| TASK DETAILS |
Reproduce each line of the records below word for word, omitting the pictures.

| GIVEN DATA |
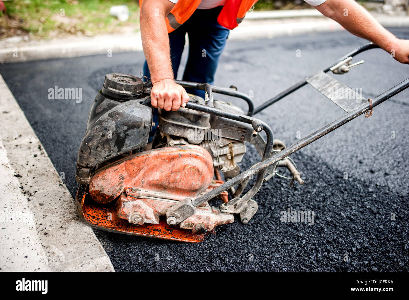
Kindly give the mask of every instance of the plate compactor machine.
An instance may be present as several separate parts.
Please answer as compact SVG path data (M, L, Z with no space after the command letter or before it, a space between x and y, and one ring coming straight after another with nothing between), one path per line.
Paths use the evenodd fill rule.
M326 74L348 72L363 62L351 64L353 57L378 47L369 43L357 48L255 109L252 99L234 87L176 80L204 91L204 98L190 95L184 108L159 109L158 124L153 122L150 82L107 74L92 102L78 152L79 215L103 230L189 242L202 241L216 226L232 223L234 214L247 224L258 209L252 198L264 182L284 177L280 168L291 174L290 186L294 181L303 184L289 155L363 113L370 116L373 107L409 87L408 79L372 99L360 99L362 96ZM253 116L307 84L346 114L286 147ZM213 100L213 93L245 101L247 111L232 101ZM254 145L261 158L243 171L239 165L246 143ZM253 176L252 187L246 189Z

| THE RESPONSE |
Kindly give the mask of every instance of the plate compactor machine.
An instance may be present as several separate parts.
Please answer as compact SVG path data (M, L, Z with no space after the command letter or before it, a space between x and y, and one ring coming straight after another with nothing between), one path per line.
Paths use the evenodd fill rule.
M326 74L348 72L363 62L351 64L353 57L378 47L369 43L357 48L255 109L252 99L234 87L176 80L204 91L204 98L190 95L184 108L159 109L158 124L153 122L150 82L107 74L92 102L78 152L79 215L103 230L189 242L202 241L216 226L232 223L234 214L247 224L258 209L252 198L264 182L284 177L280 168L291 174L290 186L294 181L303 184L289 155L363 113L370 116L373 107L409 87L408 79L372 99L360 99L362 96ZM253 116L307 84L346 114L286 147ZM213 100L213 93L245 101L247 111L232 101ZM254 145L261 158L243 171L239 165L246 143ZM253 176L252 187L246 189Z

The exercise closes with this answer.